◆ DOCUMENT
┄┄┄┄┄┄
Le tableau du mois
Chaque mois, le Centre Cristel Éditeur d’Art sélectionne, présente et expose un dessin ou une toile dans ses locaux de Saint-Malo. Choix du cœur et choix de la raison avec une œuvre toujours liée à l’histoire de l’art.
Bouquet au sept glaïeuls de Pierre Jérôme

BOUQUET AUX SEPT GLAÏEULS
de Pierre Jérôme
Nous n’avons plus à dire, ici, l’estime que nous portons aux travaux de Pierre Jérôme. Et, même, nous n’avons plus à dire l’homme qu’il a été, une biographie parue en 2016, Pierre Jérôme. Vie et passions d’un maître retrouvé, ayant quasiment tout retracé… Contentons-nous en conséquence des grandes lignes : sa naissance à Dunkerque, en 1905 — il aurait eu 120 ans le 20 janvier 2025. Son adolescence à Paris où il se révéla très vite soutien de famille, son père rencontrant d’importantes difficultés financières. Son entrée à l’école des beaux-arts de Paris, sorte de Graal pour les artistes de son époque. Puis, trois années durant, sa candidature au Prix de Rome, conclue par l’exceptionnel résultat suivant : 2e second Prix de Rome en 1932, second Prix de Rome en 1933, Prix de Rome en 1934. En clair, l’apothéose. Celle d’un créateur reconnu, à vingt-neuf ans, comme l’un des meilleurs peintres de son temps.
┄┄┄┄┄┄
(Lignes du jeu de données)

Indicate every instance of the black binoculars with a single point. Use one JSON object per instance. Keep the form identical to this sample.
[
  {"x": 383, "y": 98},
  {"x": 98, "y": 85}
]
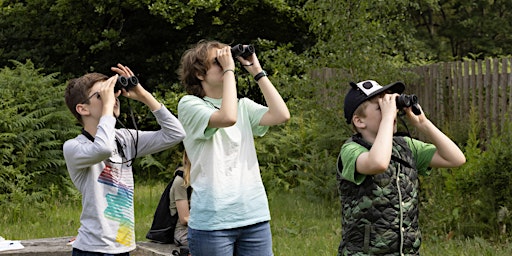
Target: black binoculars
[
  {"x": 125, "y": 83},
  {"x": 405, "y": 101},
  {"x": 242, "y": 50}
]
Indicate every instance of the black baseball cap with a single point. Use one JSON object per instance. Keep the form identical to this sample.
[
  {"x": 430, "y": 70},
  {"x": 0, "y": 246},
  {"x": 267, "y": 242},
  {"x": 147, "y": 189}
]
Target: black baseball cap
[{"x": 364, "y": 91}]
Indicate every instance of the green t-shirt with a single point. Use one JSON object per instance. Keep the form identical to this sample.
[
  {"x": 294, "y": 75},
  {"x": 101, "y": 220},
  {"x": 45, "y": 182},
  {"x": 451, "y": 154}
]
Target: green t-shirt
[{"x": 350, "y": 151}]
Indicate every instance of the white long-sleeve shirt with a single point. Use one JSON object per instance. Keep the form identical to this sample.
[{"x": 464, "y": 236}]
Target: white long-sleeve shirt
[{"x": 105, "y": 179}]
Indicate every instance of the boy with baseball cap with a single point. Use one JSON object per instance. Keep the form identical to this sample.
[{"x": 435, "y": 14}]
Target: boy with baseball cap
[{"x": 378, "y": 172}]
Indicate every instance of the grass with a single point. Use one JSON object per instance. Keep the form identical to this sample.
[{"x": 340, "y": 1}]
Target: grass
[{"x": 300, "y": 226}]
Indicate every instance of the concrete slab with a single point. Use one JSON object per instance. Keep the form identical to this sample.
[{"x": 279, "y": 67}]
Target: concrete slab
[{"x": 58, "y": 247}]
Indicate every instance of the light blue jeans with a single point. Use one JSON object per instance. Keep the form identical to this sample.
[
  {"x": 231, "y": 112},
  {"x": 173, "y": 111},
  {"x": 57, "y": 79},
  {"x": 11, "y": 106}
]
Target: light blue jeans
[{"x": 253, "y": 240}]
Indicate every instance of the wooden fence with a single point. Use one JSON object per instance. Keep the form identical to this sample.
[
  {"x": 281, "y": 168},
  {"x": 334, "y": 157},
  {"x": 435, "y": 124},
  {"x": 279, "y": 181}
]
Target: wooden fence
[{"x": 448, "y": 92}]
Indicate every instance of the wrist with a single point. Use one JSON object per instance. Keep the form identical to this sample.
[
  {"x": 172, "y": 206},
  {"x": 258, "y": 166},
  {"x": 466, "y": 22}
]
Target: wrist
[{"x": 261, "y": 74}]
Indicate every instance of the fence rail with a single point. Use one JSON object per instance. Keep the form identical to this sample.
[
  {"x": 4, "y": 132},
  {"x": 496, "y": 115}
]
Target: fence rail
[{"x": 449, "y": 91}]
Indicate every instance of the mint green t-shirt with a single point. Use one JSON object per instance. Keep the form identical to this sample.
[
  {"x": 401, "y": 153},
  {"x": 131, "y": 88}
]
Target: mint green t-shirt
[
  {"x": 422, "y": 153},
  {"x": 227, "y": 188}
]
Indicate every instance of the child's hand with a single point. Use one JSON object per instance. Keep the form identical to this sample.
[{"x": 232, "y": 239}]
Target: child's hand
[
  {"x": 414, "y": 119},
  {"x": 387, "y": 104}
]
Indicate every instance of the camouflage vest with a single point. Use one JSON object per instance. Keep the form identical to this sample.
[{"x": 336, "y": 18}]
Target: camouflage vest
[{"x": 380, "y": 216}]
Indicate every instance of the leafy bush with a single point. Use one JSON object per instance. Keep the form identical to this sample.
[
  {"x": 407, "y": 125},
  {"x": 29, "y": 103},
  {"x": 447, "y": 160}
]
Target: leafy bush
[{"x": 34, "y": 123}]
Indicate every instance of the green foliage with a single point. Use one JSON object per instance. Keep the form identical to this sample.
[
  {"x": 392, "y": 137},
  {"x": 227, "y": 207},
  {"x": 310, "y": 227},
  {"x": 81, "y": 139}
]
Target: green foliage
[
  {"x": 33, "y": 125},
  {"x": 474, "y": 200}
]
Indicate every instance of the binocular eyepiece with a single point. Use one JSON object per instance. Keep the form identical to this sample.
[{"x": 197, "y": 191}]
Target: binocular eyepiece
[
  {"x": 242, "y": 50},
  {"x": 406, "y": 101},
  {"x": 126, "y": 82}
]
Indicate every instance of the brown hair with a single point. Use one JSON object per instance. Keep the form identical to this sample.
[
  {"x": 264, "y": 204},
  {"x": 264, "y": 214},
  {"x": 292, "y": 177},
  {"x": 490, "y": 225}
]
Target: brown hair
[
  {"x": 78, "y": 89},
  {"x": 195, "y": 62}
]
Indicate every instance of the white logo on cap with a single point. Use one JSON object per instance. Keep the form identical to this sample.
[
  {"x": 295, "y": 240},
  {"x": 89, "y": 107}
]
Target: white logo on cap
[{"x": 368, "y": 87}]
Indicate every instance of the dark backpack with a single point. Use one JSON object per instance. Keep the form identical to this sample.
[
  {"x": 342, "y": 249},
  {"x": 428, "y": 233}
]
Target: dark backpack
┄┄┄┄┄┄
◆ CONSIGNES
1 – Traduisez en anglais cette phrase du document : « Chaque mois, le Centre Cristel Éditeur d’Art sélectionne, présente et expose un dessin ou une toile dans ses locaux de Saint-Malo. »
2 – Repérez chaque ligne des entrées qui contient le mot « wrist » et recopiez-la. La casse compte.

◆ RÉPONSES
1 – Every month, the Centre Cristel Éditeur d’Art selects, presents and exhibits a drawing or a canvas in its premises in Saint-Malo.

2 –
Indicate every instance of the wrist with a single point. Use one JSON object per instance. Keep the form identical to this sample.
Target: wrist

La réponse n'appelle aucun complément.